== Segment start ==
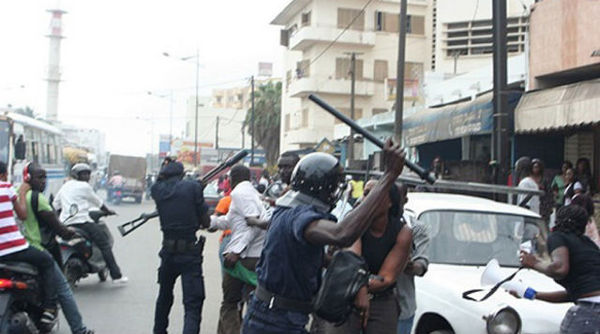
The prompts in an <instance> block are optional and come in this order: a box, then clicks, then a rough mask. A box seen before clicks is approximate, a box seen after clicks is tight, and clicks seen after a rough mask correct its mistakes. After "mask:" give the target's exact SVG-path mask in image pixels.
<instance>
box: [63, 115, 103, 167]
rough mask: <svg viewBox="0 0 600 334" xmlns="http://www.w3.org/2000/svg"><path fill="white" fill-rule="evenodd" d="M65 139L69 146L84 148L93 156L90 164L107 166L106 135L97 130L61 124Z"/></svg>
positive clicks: (99, 130)
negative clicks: (106, 165) (92, 163)
mask: <svg viewBox="0 0 600 334" xmlns="http://www.w3.org/2000/svg"><path fill="white" fill-rule="evenodd" d="M60 129H61V130H62V132H63V135H64V136H63V139H64V141H65V142H66V144H67V145H69V146H73V147H77V148H82V149H85V150H86V151H88V152H89V153H91V154H93V155H94V156H91V157H90V160H91V161H90V162H95V163H97V164H98V165H99V166H101V165H105V164H106V163H107V161H106V135H105V134H104V132H101V131H100V130H97V129H85V128H79V127H75V126H72V125H67V124H61V125H60Z"/></svg>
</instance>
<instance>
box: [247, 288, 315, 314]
mask: <svg viewBox="0 0 600 334" xmlns="http://www.w3.org/2000/svg"><path fill="white" fill-rule="evenodd" d="M254 295H255V296H256V298H258V299H259V300H261V301H263V302H265V303H267V304H268V305H269V309H271V308H273V307H276V308H280V309H284V310H287V311H295V312H300V313H311V312H312V311H313V307H312V303H311V302H304V301H299V300H295V299H289V298H285V297H281V296H279V295H276V294H274V293H272V292H269V291H268V290H266V289H265V288H263V287H261V286H260V285H259V286H257V287H256V290H254Z"/></svg>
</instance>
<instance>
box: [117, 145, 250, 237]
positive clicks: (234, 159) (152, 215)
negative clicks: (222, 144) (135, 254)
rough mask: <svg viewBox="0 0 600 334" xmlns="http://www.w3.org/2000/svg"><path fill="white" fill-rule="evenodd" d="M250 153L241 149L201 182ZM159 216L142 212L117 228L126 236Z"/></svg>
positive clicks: (213, 176)
mask: <svg viewBox="0 0 600 334" xmlns="http://www.w3.org/2000/svg"><path fill="white" fill-rule="evenodd" d="M247 155H248V151H247V150H241V151H239V152H238V153H236V154H235V155H234V156H233V157H231V158H229V159H227V161H225V162H222V163H220V164H219V165H218V166H217V167H215V168H213V169H211V170H210V171H209V172H208V173H206V175H204V176H203V177H202V178H201V179H200V180H199V182H200V183H202V185H203V186H206V184H207V183H208V182H210V181H211V180H212V179H213V178H214V177H215V176H217V175H218V174H219V173H220V172H222V171H223V170H225V169H227V168H229V167H231V166H233V165H235V164H236V163H238V162H239V161H240V160H242V159H244V158H245V157H246V156H247ZM156 217H158V212H157V211H154V212H152V213H142V214H141V215H140V216H139V217H138V218H136V219H134V220H132V221H128V222H126V223H124V224H121V225H119V226H118V227H117V228H118V229H119V233H121V236H123V237H124V236H126V235H128V234H129V233H131V232H133V231H135V230H136V229H137V228H138V227H140V226H142V225H144V224H145V223H146V222H147V221H148V220H150V219H152V218H156Z"/></svg>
== Segment end ==
## [What is required]
Copy out the data word for word, from its very first line through the line containing "box: [63, 115, 103, 167]", including that line. Omit any picture.

## [Exercise answer]
The prompts in an <instance> block are optional and come in this order: a box, then clicks, then a rough mask. A box seen before clicks is approximate, a box seen after clicks is tight, and clicks seen after a rough mask correct its mistakes. After "mask:" give the target's exact SVG-path mask in image pixels.
<instance>
box: [63, 115, 103, 167]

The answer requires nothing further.